— LESETEXT —
- - -

Umschüler sitzen in der letzten Reihe

■ In der Aus- und Fortbildungsbranche gibt es erhebliche Mängel: Lehrpläne sind veraltet, Ex-Gymnasiasten lernen neben Hauptschülern. Industrie fordert TÜV für Umschulungsprogramme

Schüler aller Lernniveaus wahllos zusammengewürfelt wie in einer Dorfschule – und die Lehrpläne hoffnungslos veraltet: Teilnehmer an Umschulungsmaßnahmen, die das Arbeitsamt finanziert, erheben schwere Vorwürfe gegen ihre Ausbildungsträger. So werde an der Kant-Akademie in Charlottenburg noch immer Steno gepaukt wie in den 50er Jahren, während Lehrstunden vor dem Computer Mangelware seien. „Jede Woche habe ich vier Stunden Steno, aber nur zwei Stunden Computerkurs“, sagt eine Schülerin der Kant-Akademie, die eine Ausbildung zur kaufmännischen Assistentin absolviert. Sie befürchtet, mit ihrem Steno-lastigen Stundenplan völlig am Arbeitsmarkt vorbei ausgebildet zu werden.

- - -

— DATENSÄTZE —

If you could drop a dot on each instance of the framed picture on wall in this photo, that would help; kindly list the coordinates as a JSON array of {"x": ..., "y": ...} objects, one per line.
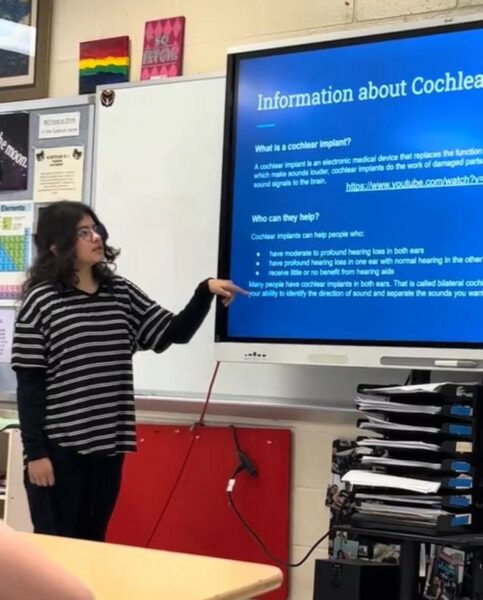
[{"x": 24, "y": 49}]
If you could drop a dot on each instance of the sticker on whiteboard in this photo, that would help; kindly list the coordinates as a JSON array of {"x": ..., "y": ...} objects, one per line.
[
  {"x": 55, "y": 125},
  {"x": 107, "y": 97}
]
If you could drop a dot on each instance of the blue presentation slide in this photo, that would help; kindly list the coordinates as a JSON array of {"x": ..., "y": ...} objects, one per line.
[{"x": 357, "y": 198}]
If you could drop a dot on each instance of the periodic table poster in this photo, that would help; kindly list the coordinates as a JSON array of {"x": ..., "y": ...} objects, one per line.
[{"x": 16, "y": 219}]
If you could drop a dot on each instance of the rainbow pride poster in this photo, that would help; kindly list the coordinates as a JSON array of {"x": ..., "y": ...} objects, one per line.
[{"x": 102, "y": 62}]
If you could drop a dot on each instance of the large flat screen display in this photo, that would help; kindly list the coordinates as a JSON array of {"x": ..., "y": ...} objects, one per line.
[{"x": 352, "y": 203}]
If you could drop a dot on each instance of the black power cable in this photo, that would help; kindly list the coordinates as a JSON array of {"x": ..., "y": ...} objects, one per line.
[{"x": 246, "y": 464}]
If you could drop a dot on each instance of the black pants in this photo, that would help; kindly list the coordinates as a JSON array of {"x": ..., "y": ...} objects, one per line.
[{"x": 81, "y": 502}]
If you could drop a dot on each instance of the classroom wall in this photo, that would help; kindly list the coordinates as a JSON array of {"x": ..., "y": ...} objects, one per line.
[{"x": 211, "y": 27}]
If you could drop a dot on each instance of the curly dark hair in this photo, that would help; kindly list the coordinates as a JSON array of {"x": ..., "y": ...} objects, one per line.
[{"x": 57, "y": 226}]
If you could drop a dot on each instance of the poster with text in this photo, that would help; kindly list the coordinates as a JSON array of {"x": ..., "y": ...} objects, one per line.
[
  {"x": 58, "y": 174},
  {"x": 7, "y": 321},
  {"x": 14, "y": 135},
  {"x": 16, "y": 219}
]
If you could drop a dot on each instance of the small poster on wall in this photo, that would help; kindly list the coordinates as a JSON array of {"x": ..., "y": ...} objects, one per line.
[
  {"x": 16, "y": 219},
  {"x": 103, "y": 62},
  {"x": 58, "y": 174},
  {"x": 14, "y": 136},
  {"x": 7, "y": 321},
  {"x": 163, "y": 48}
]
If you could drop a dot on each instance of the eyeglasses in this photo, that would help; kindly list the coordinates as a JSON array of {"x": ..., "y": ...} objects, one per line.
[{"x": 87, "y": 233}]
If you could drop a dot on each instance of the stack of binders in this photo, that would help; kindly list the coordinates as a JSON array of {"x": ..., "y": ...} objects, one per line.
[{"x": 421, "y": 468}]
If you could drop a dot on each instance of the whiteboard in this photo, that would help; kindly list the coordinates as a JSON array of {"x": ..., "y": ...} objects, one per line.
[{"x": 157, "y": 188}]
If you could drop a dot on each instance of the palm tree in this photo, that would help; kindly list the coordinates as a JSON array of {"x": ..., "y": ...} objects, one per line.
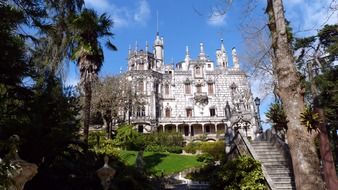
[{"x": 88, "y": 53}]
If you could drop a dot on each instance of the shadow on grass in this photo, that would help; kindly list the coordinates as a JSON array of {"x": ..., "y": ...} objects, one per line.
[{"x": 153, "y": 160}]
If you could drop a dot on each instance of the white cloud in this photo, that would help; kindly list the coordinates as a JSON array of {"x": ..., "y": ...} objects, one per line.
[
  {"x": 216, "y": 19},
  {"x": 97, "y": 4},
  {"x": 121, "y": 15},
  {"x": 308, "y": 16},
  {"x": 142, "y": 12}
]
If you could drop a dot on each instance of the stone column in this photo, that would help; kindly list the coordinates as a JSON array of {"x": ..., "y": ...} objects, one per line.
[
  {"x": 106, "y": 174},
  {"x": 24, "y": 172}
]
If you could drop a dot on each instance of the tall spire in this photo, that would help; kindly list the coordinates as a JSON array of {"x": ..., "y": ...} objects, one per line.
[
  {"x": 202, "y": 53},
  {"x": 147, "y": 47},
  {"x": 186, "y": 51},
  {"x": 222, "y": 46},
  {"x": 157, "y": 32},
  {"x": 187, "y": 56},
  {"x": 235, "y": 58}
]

- - -

— ANFORDERUNGEN DER AUFGABEN —
1) Fasse den Absatz des Lesetexts, der mit „Schüler aller Lernniveaus“ beginnt, kürzer zusammen und behalte dabei seine wichtigsten Fakten bei.
2) Wie viele Stunden Steno hat die Schülerin der Kant-Akademie laut dem Lesetext jede Woche?
3) Gib den Abschnitt des Lesetexts von „Schüler aller Lernniveaus“ bis „ausgebildet zu werden.“ wortgetreu wieder.

— VOLLSTÄNDIGE ANTWORTEN —
1) Teilnehmer an vom Arbeitsamt finanzierten Umschulungen werfen ihren Ausbildungsträgern vor, Lernende aller Niveaus wahllos zusammenzuwürfeln und mit veralteten Lehrplänen zu arbeiten. An der Kant-Akademie in Charlottenburg werde noch Steno gepaukt wie in den 50er Jahren, während Computerunterricht knapp sei. Eine Schülerin, die dort eine Ausbildung zur kaufmännischen Assistentin macht, hat pro Woche vier Stunden Steno, aber nur zwei Stunden Computerkurs. Sie fürchtet, am Arbeitsmarkt vorbei ausgebildet zu werden.

2) Vier Stunden.

3)
Schüler aller Lernniveaus wahllos zusammengewürfelt wie in einer Dorfschule – und die Lehrpläne hoffnungslos veraltet: Teilnehmer an Umschulungsmaßnahmen, die das Arbeitsamt finanziert, erheben schwere Vorwürfe gegen ihre Ausbildungsträger. So werde an der Kant-Akademie in Charlottenburg noch immer Steno gepaukt wie in den 50er Jahren, während Lehrstunden vor dem Computer Mangelware seien. „Jede Woche habe ich vier Stunden Steno, aber nur zwei Stunden Computerkurs“, sagt eine Schülerin der Kant-Akademie, die eine Ausbildung zur kaufmännischen Assistentin absolviert. Sie befürchtet, mit ihrem Steno-lastigen Stundenplan völlig am Arbeitsmarkt vorbei ausgebildet zu werden.